» **STATED PROBLEM**
Each line below should be reproduced without any alteration.

» **DATA RECORDS**
------------------------
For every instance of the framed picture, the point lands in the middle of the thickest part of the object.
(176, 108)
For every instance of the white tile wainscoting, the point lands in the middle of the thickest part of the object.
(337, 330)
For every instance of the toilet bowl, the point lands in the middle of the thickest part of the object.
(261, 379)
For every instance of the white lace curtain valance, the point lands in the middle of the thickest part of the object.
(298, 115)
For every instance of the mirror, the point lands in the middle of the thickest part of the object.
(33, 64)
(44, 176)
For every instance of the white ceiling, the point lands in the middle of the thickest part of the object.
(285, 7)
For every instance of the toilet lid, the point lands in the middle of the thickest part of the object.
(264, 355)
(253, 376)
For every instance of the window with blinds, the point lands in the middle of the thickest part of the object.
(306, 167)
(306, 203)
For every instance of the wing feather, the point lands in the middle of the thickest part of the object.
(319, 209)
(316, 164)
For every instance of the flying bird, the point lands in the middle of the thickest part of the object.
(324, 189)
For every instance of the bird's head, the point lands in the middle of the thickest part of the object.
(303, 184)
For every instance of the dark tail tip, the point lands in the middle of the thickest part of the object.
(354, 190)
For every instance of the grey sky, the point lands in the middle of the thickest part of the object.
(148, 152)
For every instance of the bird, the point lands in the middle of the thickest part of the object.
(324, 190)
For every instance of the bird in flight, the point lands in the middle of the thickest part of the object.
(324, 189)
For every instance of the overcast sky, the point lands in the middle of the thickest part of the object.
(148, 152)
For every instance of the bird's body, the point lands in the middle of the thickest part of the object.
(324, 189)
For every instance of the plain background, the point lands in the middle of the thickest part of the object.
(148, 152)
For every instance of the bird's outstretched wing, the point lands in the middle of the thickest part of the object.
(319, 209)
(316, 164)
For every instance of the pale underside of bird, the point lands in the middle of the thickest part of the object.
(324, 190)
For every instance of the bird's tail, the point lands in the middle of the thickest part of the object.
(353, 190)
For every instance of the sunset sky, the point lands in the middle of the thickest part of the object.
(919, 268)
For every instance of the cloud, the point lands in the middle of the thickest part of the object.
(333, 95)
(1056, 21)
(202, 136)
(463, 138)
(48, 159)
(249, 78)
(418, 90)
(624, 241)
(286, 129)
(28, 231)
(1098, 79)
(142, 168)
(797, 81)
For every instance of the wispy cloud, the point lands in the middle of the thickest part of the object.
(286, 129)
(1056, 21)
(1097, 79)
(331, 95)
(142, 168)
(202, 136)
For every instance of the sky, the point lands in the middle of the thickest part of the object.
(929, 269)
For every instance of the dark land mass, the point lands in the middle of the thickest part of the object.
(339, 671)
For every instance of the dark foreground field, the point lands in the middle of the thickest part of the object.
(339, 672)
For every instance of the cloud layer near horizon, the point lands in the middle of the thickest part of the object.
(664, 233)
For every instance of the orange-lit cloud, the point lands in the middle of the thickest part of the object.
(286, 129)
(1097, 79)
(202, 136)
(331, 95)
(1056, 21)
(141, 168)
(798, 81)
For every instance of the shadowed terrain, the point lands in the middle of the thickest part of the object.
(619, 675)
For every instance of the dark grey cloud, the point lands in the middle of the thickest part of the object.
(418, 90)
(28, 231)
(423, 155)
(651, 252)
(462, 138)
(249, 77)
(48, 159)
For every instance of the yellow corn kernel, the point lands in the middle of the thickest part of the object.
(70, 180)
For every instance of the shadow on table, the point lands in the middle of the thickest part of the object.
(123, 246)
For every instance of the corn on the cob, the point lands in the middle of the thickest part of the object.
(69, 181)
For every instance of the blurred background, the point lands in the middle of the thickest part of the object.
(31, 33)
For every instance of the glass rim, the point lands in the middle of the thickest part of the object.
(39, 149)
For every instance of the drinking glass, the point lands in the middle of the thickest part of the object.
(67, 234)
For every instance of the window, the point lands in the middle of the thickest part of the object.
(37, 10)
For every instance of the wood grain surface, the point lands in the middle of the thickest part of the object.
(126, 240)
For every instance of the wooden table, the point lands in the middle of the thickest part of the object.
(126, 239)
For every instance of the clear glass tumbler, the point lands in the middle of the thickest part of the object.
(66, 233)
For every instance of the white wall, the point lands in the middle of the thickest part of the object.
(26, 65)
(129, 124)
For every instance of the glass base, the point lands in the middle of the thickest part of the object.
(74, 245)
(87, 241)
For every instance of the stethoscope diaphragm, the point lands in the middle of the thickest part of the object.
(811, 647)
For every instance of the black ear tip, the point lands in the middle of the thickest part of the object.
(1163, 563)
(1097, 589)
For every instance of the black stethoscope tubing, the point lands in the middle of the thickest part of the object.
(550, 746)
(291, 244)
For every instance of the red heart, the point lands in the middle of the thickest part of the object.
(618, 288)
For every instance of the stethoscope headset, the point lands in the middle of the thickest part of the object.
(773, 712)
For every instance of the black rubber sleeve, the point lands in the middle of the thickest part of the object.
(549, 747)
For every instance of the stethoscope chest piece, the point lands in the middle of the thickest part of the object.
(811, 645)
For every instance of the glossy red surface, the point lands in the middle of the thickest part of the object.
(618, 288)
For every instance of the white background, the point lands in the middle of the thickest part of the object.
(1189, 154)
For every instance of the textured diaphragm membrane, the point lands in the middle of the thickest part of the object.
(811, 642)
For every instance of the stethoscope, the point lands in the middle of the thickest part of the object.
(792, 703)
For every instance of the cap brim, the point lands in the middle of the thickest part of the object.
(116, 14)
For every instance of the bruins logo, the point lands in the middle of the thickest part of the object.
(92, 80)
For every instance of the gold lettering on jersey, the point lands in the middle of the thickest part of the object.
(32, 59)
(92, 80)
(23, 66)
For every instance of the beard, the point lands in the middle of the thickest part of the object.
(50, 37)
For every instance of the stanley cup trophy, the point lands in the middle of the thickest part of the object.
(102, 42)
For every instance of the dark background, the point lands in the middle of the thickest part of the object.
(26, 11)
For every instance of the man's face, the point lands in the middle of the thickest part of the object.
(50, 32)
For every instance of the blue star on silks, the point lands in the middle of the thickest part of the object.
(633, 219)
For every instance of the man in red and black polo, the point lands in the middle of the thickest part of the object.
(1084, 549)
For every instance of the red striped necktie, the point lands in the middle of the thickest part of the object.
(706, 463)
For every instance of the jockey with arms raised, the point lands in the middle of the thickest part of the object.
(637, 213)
------------------------
» **FULL RESPONSE**
For every instance of the framed picture, the point lands in the middle of the thickest part of the object.
(176, 108)
For every instance of the white tile wainscoting, the point lands in the middle of the thickest part of the object.
(337, 330)
For every instance of the toilet bowl, the point lands in the middle of the thickest part of the object.
(261, 379)
For every instance of the white lace curtain valance, the point lands in the middle of the thickest part of the object.
(298, 115)
For every instance of the mirror, the point lands in the middle of the thickest part of the object.
(33, 64)
(44, 176)
For every instance of the white ceiling, the point lands in the middle of the thickest part of the object.
(285, 7)
For every instance of the toilet lid, the point lands in the middle of the thickest part of the object.
(264, 355)
(253, 376)
For every instance of the window with blinds, the point lands in the middle of the thickest part of the object.
(306, 167)
(306, 203)
For every instance of the wing feather, the point lands in the middle of the thickest part of the object.
(319, 209)
(316, 164)
For every instance of the flying bird, the point lands in the middle of the thickest part of the object.
(324, 189)
For every instance of the bird's head, the point lands in the middle of the thickest part of the object.
(303, 184)
For every instance of the dark tail tip, the point lands in the middle of the thickest part of the object.
(354, 190)
For every instance of the grey sky, the point lands in the middle of the thickest part of the object.
(148, 152)
For every instance of the bird, the point lands in the middle of the thickest part of the object.
(324, 190)
For every instance of the bird in flight, the point lands in the middle of the thickest part of the object.
(324, 189)
For every instance of the overcast sky, the point lands in the middle of the thickest part of the object.
(148, 152)
For every instance of the bird's body, the point lands in the middle of the thickest part of the object.
(324, 189)
For every instance of the plain background, the point lands in the middle of the thickest part of the object.
(148, 152)
For every instance of the bird's outstretched wing, the point lands in the middle of the thickest part of the object.
(319, 209)
(316, 164)
For every instance of the pale underside of bird, the point lands in the middle of the thickest part of the object.
(324, 190)
For every instance of the bird's tail, the point lands in the middle of the thickest part of the object.
(353, 190)
For every instance of the sunset sky, the point lands in the middle of the thickest part of the object.
(919, 268)
For every instance of the cloud, the point lands in the middle of the thickest part of the object.
(333, 95)
(1056, 21)
(202, 136)
(463, 138)
(48, 159)
(249, 78)
(418, 90)
(624, 241)
(286, 129)
(28, 231)
(1098, 79)
(142, 168)
(797, 81)
For every instance of the wispy cloud, the point lands in the middle of the thickest part of the object.
(286, 129)
(1056, 21)
(1097, 79)
(331, 95)
(142, 168)
(202, 136)
For every instance of the sky, the point lands in the middle of the thickest part of the object.
(929, 269)
For every instance of the dark land mass, the point lands in the middle of the thickest part of the object.
(339, 671)
For every instance of the dark foreground field, the point lands in the middle of the thickest part of the object.
(339, 672)
For every instance of the cloud layer near horizon, the point lands in the middle of the thickest part of the object.
(664, 233)
For every instance of the orange-lit cloud, the point lands in the middle of the thickest part of the object.
(286, 129)
(1097, 79)
(202, 136)
(331, 95)
(1056, 21)
(141, 168)
(798, 81)
For every instance of the shadowed terrain, the point lands in the middle of the thickest part of the object.
(619, 675)
For every instance of the dark grey cloud, the point lands in the middle of the thickest part of the object.
(418, 90)
(28, 231)
(423, 155)
(651, 252)
(462, 138)
(249, 77)
(48, 159)
For every instance of the yellow corn kernel, the point lands in the middle of the thickest part of the object.
(70, 180)
For every instance of the shadow on table, the point lands in the middle of the thickest part of the object.
(123, 246)
For every instance of the corn on the cob, the point lands in the middle of the thickest part of the object.
(69, 181)
For every instance of the blurred background, the point lands in the middle of the thickest part of the object.
(31, 33)
For every instance of the glass rim, the point lands in the middle of the thickest part of the object.
(39, 149)
For every instance of the drinking glass, the point lands in the middle of the thickest part of the object.
(67, 234)
For every instance of the window, the point lands in the middle of the thickest part of the object.
(37, 10)
For every instance of the wood grain surface, the point lands in the middle of the thickest part of the object.
(126, 240)
For every instance of the wooden table, the point lands in the middle of the thickest part of the object.
(126, 239)
For every instance of the clear glass tumbler, the point lands in the middle of the thickest part of the object.
(66, 233)
For every instance of the white wall, the point lands in the middle of the thickest part of the object.
(26, 65)
(129, 124)
For every instance of the glass base, the point lands in the middle of the thickest part of the object.
(74, 245)
(87, 241)
For every instance of the stethoscope diaphragm, the point lands in the middle of the thickest part of the object.
(811, 647)
For every instance of the black ear tip, the point lands in the middle of the thickest part of the object.
(1163, 563)
(1097, 589)
For every instance of the black stethoscope tubing, the point lands in the middle of the thickest part of the object.
(550, 746)
(291, 244)
For every instance of the red heart, the point lands in the middle of the thickest part of the object.
(618, 288)
For every instance of the stethoscope headset, the point lands in the middle of the thickest part of the object.
(773, 712)
For every instance of the black rubber sleeve, the point lands in the middle of the thickest part of the object.
(549, 747)
For every instance of the stethoscope chest piece, the point lands in the middle of the thickest part of the object.
(811, 645)
For every instance of the glossy red surface, the point lands in the middle of the thickest part of the object.
(618, 288)
For every instance of the white background, the point lands in the middle of the thickest part of the object.
(1189, 154)
For every instance of the textured diaphragm membrane, the point lands in the middle of the thickest part of the object.
(811, 642)
For every instance of the stethoscope, the point lands in the middle of the thickest part of the object.
(792, 703)
For every instance of the cap brim, the point lands in the middle of the thickest part of the object.
(116, 14)
For every instance of the bruins logo, the point lands in the middle of the thickest part of the object.
(92, 80)
For every instance of the gold lettering on jersey, the point lands in the middle of the thickest part of the object.
(32, 59)
(92, 80)
(23, 66)
For every instance of the beard, the point lands in the middle of the thickest part of the object.
(50, 37)
For every instance of the stanley cup trophy, the point lands in the middle of the thickest part of the object.
(102, 42)
For every instance of the dark background, the point lands in the middle of the thickest part of the object.
(26, 11)
For every instance of the man's face, the point lands in the middle of the thickest part of the object.
(50, 32)
For every instance of the blue star on silks, the point lands in the middle of the thickest part of the object.
(633, 219)
For every instance of the man in red and black polo, the point lands in the middle of the thickest part of the object.
(1084, 549)
For every instance of the red striped necktie, the point lands in the middle of the thickest part of the object.
(706, 463)
For every instance of the jockey with arms raised, the point lands in the middle of the thickest part of the object.
(637, 213)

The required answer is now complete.